When the string "moss" occurs in a line of the listing below, return that line.

# EXTRACTED RECORDS:
☆ ☆ ☆ ☆ ☆ ☆ ☆

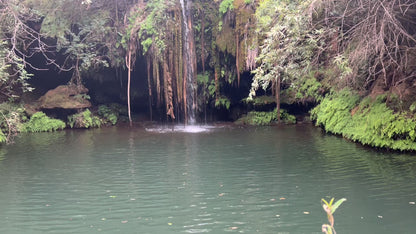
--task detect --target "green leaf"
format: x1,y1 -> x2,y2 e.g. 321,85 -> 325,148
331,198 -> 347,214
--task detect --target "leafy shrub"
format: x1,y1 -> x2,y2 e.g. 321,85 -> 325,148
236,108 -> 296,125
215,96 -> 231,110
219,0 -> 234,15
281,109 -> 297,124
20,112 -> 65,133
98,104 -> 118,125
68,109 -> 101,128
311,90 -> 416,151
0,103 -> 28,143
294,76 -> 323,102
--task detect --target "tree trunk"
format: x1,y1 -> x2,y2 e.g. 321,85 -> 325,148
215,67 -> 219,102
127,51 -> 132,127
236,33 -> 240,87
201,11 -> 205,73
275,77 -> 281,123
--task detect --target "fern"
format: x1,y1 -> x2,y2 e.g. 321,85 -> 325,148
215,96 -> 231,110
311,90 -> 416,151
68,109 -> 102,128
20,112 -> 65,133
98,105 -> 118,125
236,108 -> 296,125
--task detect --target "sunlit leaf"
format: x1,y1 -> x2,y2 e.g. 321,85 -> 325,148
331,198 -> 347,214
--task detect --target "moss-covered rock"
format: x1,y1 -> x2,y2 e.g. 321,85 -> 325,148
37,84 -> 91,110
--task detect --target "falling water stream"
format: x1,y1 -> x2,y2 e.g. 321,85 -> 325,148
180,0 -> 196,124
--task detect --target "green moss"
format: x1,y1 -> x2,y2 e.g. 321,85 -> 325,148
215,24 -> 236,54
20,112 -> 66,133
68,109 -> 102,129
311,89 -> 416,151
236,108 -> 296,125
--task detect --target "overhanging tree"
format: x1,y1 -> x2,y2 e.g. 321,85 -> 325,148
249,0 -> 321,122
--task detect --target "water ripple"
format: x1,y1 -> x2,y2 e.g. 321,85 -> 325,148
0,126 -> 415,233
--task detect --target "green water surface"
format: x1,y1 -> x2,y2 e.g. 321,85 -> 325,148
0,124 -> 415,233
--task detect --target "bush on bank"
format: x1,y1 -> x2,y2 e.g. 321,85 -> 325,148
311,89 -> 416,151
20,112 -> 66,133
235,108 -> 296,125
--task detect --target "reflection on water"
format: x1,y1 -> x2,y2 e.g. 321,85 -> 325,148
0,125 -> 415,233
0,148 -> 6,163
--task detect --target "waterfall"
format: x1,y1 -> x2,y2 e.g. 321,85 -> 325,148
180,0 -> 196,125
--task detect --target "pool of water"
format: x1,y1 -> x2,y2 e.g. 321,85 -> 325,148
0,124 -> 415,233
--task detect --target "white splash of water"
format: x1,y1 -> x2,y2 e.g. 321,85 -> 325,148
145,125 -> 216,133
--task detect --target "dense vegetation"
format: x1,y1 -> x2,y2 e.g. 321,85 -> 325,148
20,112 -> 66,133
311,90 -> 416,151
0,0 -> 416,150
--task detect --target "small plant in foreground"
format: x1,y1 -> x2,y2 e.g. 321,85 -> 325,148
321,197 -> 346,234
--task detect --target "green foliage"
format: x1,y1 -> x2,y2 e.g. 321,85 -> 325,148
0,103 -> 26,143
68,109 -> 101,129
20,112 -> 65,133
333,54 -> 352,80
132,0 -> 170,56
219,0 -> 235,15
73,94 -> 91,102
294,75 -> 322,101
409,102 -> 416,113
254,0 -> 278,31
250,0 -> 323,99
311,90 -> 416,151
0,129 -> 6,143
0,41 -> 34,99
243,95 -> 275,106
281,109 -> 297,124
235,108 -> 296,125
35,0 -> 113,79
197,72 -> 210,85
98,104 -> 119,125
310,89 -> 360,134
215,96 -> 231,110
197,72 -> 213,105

☆ ☆ ☆ ☆ ☆ ☆ ☆

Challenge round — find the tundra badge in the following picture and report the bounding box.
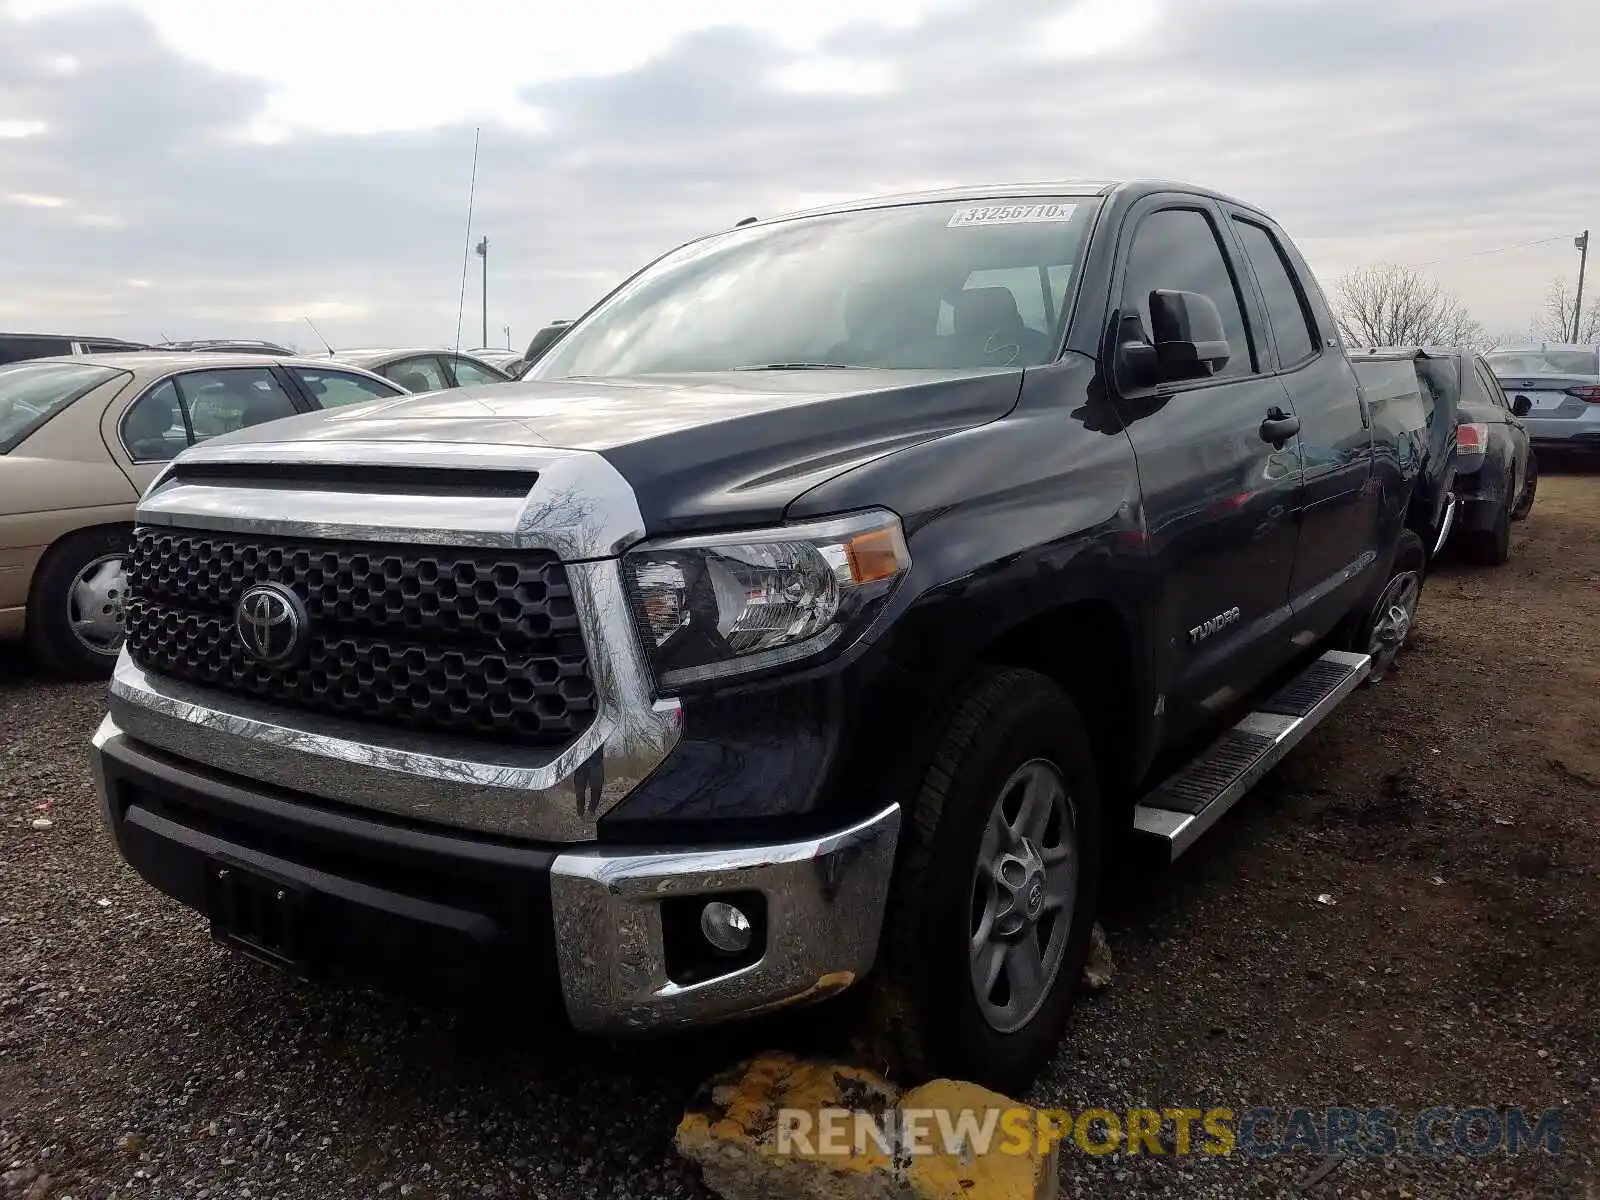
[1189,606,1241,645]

☆ ☆ ☆ ☆ ☆ ☆ ☆

# EXERCISE RESPONSE:
--task detect --target "moss-covered rock"
--task detect --target "green moss"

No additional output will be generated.